### Listed entries

# # # # # # #

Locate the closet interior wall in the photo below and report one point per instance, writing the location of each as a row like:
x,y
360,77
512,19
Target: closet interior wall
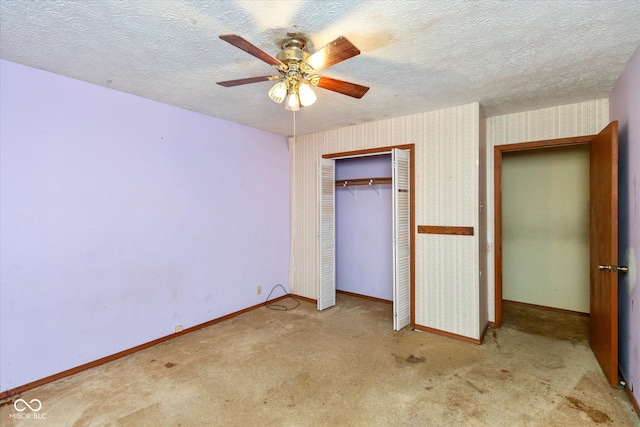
x,y
364,256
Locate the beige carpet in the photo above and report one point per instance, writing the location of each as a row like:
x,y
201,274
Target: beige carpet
x,y
340,367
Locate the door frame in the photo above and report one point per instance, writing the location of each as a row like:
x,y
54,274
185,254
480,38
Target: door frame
x,y
498,151
412,199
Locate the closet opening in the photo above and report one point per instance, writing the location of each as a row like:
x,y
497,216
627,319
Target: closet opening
x,y
364,232
365,238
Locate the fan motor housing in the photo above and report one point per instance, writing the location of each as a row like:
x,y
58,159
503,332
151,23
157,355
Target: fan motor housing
x,y
294,48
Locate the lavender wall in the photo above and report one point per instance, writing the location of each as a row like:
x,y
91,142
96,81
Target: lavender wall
x,y
625,107
121,218
364,263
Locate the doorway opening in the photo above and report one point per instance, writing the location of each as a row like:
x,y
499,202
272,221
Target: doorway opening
x,y
603,239
545,241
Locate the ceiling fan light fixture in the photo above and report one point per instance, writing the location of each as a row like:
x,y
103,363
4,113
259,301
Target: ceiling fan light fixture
x,y
307,97
278,92
293,102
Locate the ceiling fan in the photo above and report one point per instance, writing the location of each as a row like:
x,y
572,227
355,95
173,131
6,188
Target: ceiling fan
x,y
297,69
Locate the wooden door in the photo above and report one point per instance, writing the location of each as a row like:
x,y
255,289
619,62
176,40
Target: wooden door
x,y
603,323
326,234
401,239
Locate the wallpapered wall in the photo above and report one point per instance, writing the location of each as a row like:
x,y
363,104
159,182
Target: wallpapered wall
x,y
585,118
447,286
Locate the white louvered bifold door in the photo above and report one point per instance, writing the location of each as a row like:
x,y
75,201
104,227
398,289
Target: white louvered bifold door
x,y
327,234
401,240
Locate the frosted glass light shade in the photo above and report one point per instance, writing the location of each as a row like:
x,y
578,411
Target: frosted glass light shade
x,y
293,102
278,92
307,97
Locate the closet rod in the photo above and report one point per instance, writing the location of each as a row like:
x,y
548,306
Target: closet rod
x,y
363,181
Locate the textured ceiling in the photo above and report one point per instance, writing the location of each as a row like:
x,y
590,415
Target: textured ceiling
x,y
416,55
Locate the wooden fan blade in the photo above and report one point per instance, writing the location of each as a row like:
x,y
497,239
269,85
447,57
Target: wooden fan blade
x,y
238,82
250,48
345,88
336,51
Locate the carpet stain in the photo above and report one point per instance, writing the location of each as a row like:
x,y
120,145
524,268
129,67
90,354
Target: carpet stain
x,y
413,359
475,387
596,416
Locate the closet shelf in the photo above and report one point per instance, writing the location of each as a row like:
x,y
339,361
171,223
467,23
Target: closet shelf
x,y
363,181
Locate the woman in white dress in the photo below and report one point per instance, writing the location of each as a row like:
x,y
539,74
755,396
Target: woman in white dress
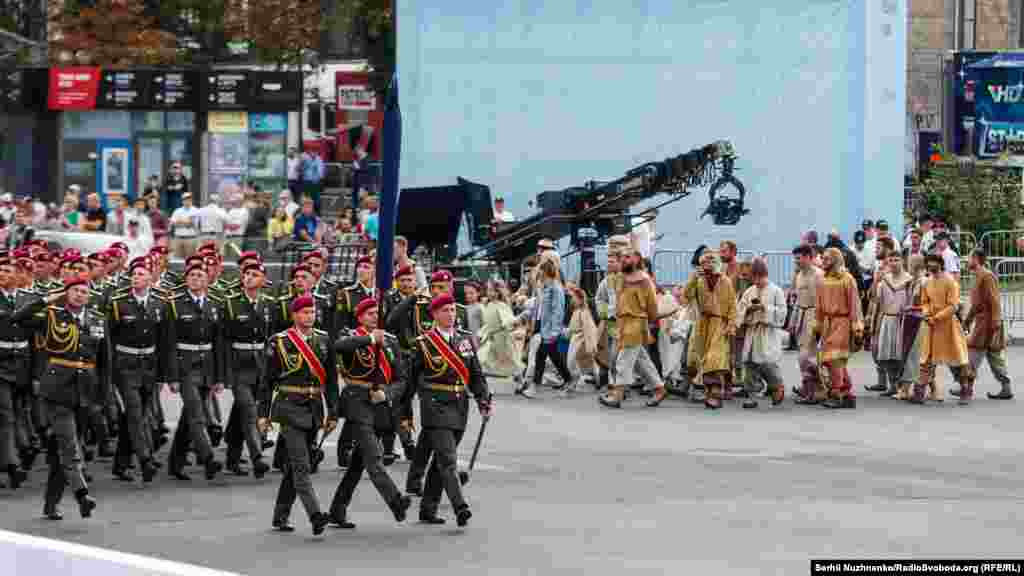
x,y
499,354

# # # # # # #

### Aim of the task
Transcribe every entry word for word, but omit the pictures.

### Solution for this task
Locate the closet interior wall in the photo below and report one point per instance, writing the location of each as a row like:
x,y
360,77
512,19
Target: closet interior wall
x,y
364,256
Locate the beige carpet in the photo above and report one point per instance, writing the location of each as a row like:
x,y
201,274
Target: beige carpet
x,y
340,367
Locate the door frame in the photo above and report one point per instance, writing the location of each as a row like:
x,y
54,274
185,254
480,38
Target: door frame
x,y
498,151
412,199
Locate the closet opening in the photo above and report one point per instance, writing the location of each as a row like:
x,y
497,216
627,319
Target: closet opening
x,y
364,232
365,238
Locate the fan motor housing in the photo above and report one point per instance, writing the location of each as a row like:
x,y
58,159
503,332
151,23
157,355
Target: fan motor housing
x,y
294,48
Locate the lavender wall in the photo above and report one point per instance, writing the location of each as a row like:
x,y
91,142
96,81
Target: lavender wall
x,y
625,107
121,218
364,263
Locate the doorway opening in the photo above and report one point per instance, writing the location of each as a row like:
x,y
499,202
272,221
Target: doorway opening
x,y
603,239
545,241
Locate the ceiling fan light fixture in the photo above and report one point per instance, writing the location of each as a row like:
x,y
103,363
4,113
259,301
Target: ceiling fan light fixture
x,y
307,97
278,92
293,102
Locate the ceiling fan in the photo above and report one point per instance, writing the location of each as a row like:
x,y
572,227
355,95
173,131
6,188
Target: ceiling fan
x,y
297,69
Locate the wooden door in the photo above and report one point per instance, writing the location of each as a row like:
x,y
255,289
619,62
176,40
Target: wooden door
x,y
603,323
326,234
401,239
Locate the wallpapered wall in the photo above and report one point per instance, writing the location of each as a row like:
x,y
363,104
159,182
Target: wallpapered wall
x,y
585,118
447,286
Locate the white louvered bifold door in the photo above and report one point per instance, writing the location of each as a row like:
x,y
75,201
104,227
398,289
Target: white louvered bifold door
x,y
327,234
401,240
Locate the frosted glass light shade in the photo above and report one point per instance, writing the location of each as a row like:
x,y
578,411
Target: frosted glass light shade
x,y
293,102
278,92
307,97
Locate the closet rod in the photo above and report one point per instance, writing the location of each as a row like:
x,y
548,306
Target: closet rod
x,y
363,181
Locate the textured ceiling in the photo above and report one point per instance, writing the location of each as a row like:
x,y
590,415
Target: textured ceiling
x,y
416,55
Locate the wooden fan blade in the photo above and report one point per instance, writing the location of each as a row like:
x,y
497,239
269,85
447,57
Target: wooden fan blade
x,y
238,82
250,48
345,88
336,51
Locate the carpet stain in the photo above and report one point per instance, writing the location of each as a row like:
x,y
120,145
524,268
129,67
90,354
Target: carpet stain
x,y
413,359
475,387
596,416
Locate the closet shelf in the photo above and report one point per instance, writing the location of each as a row like:
x,y
339,361
171,223
467,23
Target: closet shelf
x,y
363,181
Locate the woman in white dress in the photo below and report one point per instance, writing the location of each as a row like:
x,y
539,74
755,396
Target: woman in white dress
x,y
499,354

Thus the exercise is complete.